Reproduce the records below in full and word for word, excluding pictures.

#### Working data ####

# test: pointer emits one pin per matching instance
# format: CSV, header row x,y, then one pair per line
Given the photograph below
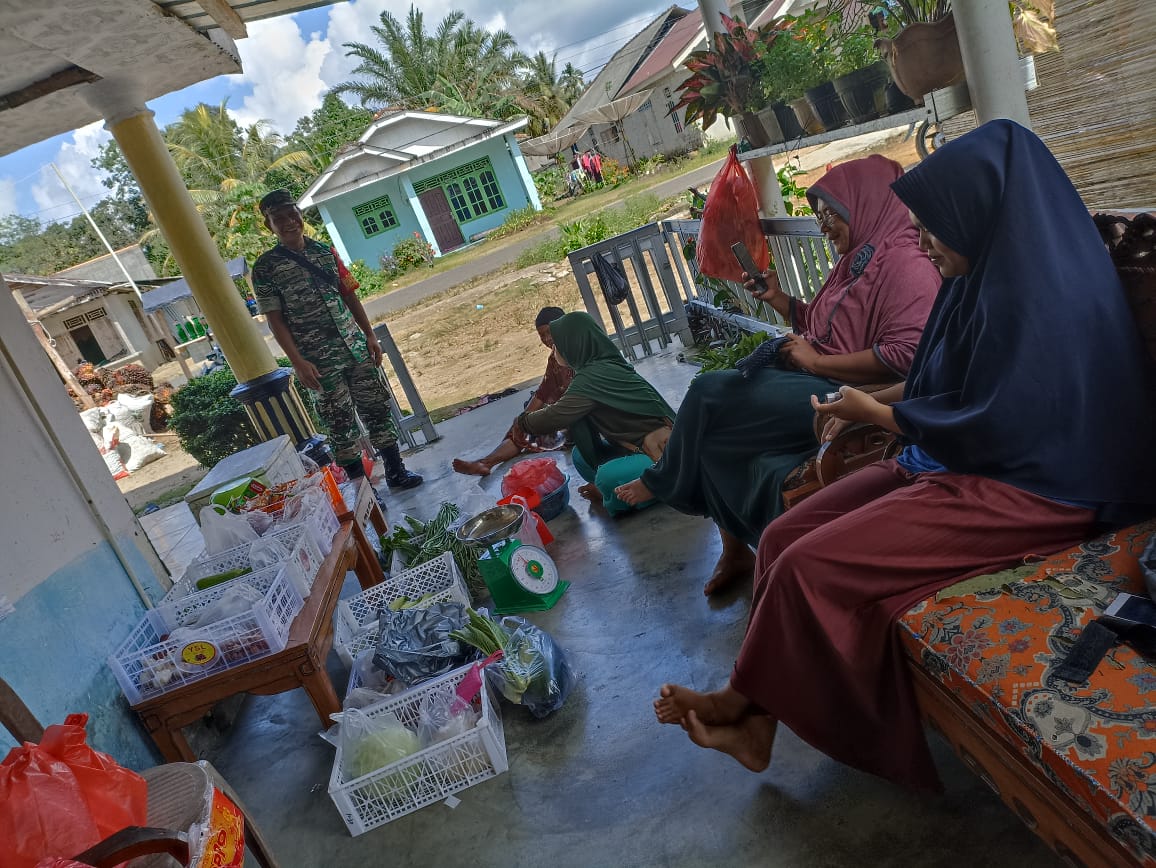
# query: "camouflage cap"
x,y
276,199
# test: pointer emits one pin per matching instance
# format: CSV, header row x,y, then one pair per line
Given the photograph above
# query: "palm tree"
x,y
458,65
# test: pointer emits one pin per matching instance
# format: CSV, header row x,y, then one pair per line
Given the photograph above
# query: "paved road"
x,y
496,259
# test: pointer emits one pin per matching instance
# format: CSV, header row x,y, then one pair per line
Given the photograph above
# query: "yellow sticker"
x,y
199,653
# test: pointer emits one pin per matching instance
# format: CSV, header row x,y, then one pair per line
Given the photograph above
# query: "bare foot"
x,y
634,492
730,569
749,741
719,707
591,492
471,468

####

Reply to the exercise:
# test: pointer emits one pin per matching instance
# format: CSV, header row x,y, then one pair per line
Given the photograph below
# query: "camouflage cap"
x,y
276,199
# test: pointer emits one pin per matching instance
# format: CSV, header row x,y, then one pair per line
Given the photograph above
# query: "palm tree"
x,y
458,65
# test: pointer emits one pin per matching instance
# format: CSV, header row x,y, then one pair per line
Given the photograph above
# query: "paved road"
x,y
496,259
# test: pointer emits one pin per matching instance
# format: CSV, header row x,y, then one pair per line
Given the photograph above
# query: "yellow sticker"
x,y
199,653
# test: pointer emits one pin per matching instance
# format: CSV, header row x,y, then one pair per line
Given the photograph above
# query: "bare foot"
x,y
634,492
730,569
749,741
719,707
591,492
471,468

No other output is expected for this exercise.